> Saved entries
········
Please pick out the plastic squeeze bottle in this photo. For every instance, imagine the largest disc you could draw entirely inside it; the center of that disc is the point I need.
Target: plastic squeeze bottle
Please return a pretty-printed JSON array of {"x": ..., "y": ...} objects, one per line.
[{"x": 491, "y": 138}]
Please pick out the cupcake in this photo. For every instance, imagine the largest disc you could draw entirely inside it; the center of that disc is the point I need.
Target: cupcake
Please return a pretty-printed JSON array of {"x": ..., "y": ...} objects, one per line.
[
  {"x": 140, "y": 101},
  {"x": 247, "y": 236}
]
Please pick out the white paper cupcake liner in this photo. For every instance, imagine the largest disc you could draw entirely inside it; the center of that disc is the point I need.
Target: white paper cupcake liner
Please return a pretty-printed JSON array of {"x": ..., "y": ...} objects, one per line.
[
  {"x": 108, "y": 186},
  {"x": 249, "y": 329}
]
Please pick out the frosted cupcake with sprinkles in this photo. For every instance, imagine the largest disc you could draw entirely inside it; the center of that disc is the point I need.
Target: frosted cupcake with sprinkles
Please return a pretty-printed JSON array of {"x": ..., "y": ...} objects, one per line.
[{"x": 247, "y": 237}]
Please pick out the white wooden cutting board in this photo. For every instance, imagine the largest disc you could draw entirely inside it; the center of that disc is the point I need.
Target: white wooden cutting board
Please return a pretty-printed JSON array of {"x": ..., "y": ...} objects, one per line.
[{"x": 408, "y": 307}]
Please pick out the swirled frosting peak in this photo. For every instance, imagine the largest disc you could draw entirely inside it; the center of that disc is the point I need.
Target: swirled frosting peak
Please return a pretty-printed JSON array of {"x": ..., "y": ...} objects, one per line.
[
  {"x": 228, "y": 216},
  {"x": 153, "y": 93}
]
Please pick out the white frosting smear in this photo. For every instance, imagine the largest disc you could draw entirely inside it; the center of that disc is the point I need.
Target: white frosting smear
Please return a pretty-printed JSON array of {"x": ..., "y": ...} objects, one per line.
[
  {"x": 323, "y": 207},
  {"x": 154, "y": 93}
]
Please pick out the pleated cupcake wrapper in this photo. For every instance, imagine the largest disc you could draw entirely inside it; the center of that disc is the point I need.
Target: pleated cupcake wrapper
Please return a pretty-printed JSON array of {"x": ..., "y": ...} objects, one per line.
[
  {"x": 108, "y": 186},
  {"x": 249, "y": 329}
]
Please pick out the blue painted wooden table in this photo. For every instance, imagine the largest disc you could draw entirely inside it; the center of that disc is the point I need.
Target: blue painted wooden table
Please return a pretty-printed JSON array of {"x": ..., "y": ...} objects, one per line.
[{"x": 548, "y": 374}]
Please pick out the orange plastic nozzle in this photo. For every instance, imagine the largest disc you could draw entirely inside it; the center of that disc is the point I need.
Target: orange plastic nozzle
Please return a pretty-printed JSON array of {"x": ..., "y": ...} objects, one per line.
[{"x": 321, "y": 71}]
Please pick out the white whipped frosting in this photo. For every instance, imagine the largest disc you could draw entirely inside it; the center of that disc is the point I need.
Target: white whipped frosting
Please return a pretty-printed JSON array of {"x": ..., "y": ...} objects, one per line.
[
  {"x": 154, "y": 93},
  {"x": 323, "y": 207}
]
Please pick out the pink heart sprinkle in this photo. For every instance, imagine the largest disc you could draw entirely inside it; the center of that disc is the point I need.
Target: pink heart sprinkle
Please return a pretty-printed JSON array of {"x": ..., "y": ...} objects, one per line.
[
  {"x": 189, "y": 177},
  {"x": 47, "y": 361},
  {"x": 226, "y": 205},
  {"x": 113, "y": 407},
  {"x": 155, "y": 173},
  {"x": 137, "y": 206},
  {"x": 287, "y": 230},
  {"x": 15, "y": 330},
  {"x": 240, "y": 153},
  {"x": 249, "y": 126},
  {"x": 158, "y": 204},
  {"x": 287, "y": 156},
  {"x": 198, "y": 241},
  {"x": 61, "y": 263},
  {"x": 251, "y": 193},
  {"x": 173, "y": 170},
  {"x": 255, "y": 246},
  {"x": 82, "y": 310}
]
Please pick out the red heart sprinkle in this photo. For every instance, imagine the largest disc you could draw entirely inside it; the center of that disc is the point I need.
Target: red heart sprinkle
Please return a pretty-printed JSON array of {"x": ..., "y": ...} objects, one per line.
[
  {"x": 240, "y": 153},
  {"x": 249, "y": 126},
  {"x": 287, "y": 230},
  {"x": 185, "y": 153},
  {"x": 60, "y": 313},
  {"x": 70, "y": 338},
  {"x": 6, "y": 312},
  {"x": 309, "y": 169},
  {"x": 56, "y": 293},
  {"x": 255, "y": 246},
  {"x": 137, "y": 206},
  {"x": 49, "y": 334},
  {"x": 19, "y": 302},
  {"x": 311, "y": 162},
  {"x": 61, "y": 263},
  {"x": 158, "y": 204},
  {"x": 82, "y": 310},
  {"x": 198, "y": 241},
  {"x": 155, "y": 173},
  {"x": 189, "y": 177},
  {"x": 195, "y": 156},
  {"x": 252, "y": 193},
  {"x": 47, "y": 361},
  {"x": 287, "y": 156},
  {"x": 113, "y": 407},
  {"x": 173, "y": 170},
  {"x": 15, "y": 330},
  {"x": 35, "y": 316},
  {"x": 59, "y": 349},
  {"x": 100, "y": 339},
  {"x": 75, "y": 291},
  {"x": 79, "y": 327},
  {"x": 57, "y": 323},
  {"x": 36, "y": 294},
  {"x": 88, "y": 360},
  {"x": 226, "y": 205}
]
········
> YOUR GOAL
Repeat word for word the lines above that run from the line containing "Target: white whipped frosting" through the line containing "Target: red heart sprinkle", both ends included, and nothing else.

> REPLY TO THE EXERCISE
Target: white whipped frosting
Please return a pretty-printed JSON array of {"x": ..., "y": ...} objects, one per line.
[
  {"x": 154, "y": 93},
  {"x": 323, "y": 207}
]
Please pick out the pink heart sprinkle in this photo. For every instance, imagine the largest disc you could draw entirely inside it; the center of that disc is the point I need.
Target: pink heart sprinkle
Please return a pretty-printed JSON array of {"x": ..., "y": ...} objects, one per line.
[
  {"x": 189, "y": 177},
  {"x": 47, "y": 361},
  {"x": 226, "y": 205},
  {"x": 113, "y": 407},
  {"x": 155, "y": 173},
  {"x": 137, "y": 206},
  {"x": 287, "y": 230},
  {"x": 15, "y": 330},
  {"x": 240, "y": 153},
  {"x": 249, "y": 126},
  {"x": 158, "y": 204},
  {"x": 287, "y": 156},
  {"x": 198, "y": 241},
  {"x": 61, "y": 263},
  {"x": 251, "y": 193},
  {"x": 173, "y": 170},
  {"x": 255, "y": 246},
  {"x": 82, "y": 310}
]
Please pick out the red heart sprinkle in this photo. For every instance, imagine the largest disc you could draw entirely inside it; the center of that disc is the point I need.
Target: red heart sprinkle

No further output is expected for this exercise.